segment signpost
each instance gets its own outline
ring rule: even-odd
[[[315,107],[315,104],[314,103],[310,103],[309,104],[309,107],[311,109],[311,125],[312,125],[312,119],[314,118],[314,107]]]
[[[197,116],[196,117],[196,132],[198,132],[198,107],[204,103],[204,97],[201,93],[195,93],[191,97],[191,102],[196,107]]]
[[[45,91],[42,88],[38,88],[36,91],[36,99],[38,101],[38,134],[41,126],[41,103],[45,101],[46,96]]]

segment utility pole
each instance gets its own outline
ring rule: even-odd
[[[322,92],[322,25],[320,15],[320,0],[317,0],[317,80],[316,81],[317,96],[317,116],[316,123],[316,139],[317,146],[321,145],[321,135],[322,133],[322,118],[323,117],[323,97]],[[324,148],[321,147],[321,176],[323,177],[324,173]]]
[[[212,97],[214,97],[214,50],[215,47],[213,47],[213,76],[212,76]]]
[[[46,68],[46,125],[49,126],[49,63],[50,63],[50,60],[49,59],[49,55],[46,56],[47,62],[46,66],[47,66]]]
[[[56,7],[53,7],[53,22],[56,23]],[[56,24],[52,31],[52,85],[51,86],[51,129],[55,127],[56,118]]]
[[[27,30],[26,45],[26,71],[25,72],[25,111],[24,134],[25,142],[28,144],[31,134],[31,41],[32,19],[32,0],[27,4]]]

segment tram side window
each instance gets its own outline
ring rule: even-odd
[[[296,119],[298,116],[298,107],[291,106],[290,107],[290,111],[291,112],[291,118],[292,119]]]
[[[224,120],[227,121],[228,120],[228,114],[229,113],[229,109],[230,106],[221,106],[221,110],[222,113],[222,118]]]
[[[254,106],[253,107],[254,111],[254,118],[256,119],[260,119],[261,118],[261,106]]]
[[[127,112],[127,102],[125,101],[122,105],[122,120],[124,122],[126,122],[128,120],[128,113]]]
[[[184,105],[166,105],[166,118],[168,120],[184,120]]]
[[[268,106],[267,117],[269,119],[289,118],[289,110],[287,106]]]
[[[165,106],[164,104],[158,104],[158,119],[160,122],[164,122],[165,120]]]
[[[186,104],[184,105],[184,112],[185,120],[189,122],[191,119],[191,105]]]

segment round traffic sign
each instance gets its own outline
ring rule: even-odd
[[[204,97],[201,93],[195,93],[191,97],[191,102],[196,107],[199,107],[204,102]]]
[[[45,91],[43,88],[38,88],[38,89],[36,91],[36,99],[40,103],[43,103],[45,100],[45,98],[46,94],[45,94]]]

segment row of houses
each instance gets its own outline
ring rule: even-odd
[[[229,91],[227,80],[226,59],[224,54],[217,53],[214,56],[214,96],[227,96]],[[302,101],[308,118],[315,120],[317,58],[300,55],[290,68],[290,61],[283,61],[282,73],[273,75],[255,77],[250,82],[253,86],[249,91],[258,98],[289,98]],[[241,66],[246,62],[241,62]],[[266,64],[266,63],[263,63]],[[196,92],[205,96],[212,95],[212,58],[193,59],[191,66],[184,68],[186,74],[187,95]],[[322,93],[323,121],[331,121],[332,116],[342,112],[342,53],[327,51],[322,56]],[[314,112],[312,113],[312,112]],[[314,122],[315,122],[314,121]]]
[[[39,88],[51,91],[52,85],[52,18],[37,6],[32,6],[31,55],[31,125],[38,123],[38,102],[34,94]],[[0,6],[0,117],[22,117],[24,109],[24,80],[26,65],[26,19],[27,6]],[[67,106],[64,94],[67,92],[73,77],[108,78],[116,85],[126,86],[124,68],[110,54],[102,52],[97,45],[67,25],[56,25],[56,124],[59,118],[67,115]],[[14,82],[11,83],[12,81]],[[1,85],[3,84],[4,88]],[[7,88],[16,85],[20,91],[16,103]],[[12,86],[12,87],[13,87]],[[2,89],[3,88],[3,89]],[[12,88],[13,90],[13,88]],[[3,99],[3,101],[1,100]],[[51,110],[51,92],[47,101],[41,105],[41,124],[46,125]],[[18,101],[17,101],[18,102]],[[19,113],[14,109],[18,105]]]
____
- _Short task_
Render the lines of the records from the one containing "segment tram side window" through the one containing "[[[268,106],[267,117],[269,119],[289,118],[289,110],[287,106]]]", both included, as a Markdown table with a Row column numbering each line and a Line column holding its text. Omit any blank lines.

- _Written response_
| Row | Line |
|---|---|
| 1 | segment tram side window |
| 2 | each instance gets its own outline |
| 3 | ring rule: even-odd |
| 4 | [[[296,119],[298,116],[298,107],[291,106],[290,107],[290,111],[291,112],[291,118],[292,119]]] |
| 5 | [[[224,120],[227,121],[228,120],[228,114],[229,113],[229,109],[230,106],[221,106],[221,110],[222,113],[222,118]]] |
| 6 | [[[254,106],[253,107],[254,111],[254,118],[256,119],[260,119],[261,118],[261,106]]] |
| 7 | [[[127,112],[127,102],[125,101],[122,105],[122,120],[124,122],[126,122],[128,120],[128,113]]] |
| 8 | [[[184,105],[166,105],[166,118],[168,120],[184,120]]] |
| 9 | [[[268,106],[267,117],[269,119],[289,118],[289,110],[287,106]]] |